- [Excerpt provided]:
====

Editor's Page

Share:

What's On Your Mind?


We just put the finishing touches on our 2012 editorial calendar. Not sure what's harder: planning 12 issues a year in advance or coming up with fresh angles for patient warming (do it!) and smoke evacuation (do it!) stories. Yes, it's a challenge. But it's also a wonderful eye opener, because every year in advance of preparing the editorial calendar, we visit with many of our readers and send out an online survey to thousands of you to find out what's going on in your world, what's keeping you up nights and what's driving you to get to work early most mornings. Here's what you told us.

  • Times are still tough. As with most everybody else in our country, you're facing tough economic times. For most facilities, surgical volume is down and in hospitals the inpatient census is down. For obvious reasons, cosmetic surgery has declined, but so has elective insured surgery. The reason: Many patients can't afford the deductible or co-pay. Many have switched to high-deductible plans, except that the patient, not his employer, is responsible for the first $5,000 of cost. Patients are also choosing worse insurance plans that don't cover some services or cover them at a much lower level. On top of all this, the patients you're seeing are sicker, in higher ASA categories, with problems like obesity and diabetes.
  • Insurers are playing hardball. Insurers are being stingier and stingier with reimbursements. Your costs are rising, but reimbursements aren't keeping up. Adding to the stress is the cost of compliance with new regulations and accreditation standards. Facilities are having to employ FTEs just to keep up with the paperwork.
  • Equipment budgets are on hold. In most facilities, capital equipment is being stretched to the limit. Equipment is in desperate need of replacement, but there's no budget to replace it. The required shift to EMRs is also taking capital that may have ordinarily been allocated to capital equipment.

====

- [Dataset extract]:
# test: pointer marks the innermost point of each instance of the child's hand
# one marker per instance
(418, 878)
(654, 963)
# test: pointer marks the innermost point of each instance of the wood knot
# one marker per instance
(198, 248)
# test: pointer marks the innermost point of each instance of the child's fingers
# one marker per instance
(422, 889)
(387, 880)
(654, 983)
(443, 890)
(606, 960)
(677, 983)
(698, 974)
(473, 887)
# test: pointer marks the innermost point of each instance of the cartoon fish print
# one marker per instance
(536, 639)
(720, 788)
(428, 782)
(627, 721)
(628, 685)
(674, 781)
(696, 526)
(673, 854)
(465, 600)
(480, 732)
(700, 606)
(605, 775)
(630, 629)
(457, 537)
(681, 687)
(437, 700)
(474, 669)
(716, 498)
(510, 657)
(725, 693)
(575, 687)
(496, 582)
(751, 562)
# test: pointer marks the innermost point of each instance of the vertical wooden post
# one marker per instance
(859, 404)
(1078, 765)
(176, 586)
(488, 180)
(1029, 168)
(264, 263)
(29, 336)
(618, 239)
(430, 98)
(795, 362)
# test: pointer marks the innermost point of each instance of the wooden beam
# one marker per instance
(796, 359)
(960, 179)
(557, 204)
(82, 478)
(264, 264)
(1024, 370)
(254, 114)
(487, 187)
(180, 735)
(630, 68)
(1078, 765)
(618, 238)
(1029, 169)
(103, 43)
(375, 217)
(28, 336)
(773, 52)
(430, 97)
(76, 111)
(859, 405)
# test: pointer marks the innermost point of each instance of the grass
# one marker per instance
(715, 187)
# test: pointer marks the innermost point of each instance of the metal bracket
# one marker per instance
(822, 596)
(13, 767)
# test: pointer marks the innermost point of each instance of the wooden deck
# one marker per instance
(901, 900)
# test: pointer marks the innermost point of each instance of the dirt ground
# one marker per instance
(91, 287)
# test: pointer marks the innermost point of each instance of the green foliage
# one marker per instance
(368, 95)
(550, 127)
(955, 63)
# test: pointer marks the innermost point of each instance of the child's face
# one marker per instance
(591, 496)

====

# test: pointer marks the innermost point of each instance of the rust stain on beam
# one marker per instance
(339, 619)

====

- [Work task]:
Answer from the editor's page:
(a) What two things does the magazine do each year before preparing its editorial calendar?
(b) What reason does the page give for the decline in elective insured surgery?
(c) What required change is taking capital that might otherwise have gone to capital equipment?
The records come from a different source than the editor's page.

- [Answer to this problem]:
(a) It visits with many of its readers and sends an online survey to thousands of them.
(b) Many patients can't afford the deductible or co-pay.
(c) The required shift to EMRs.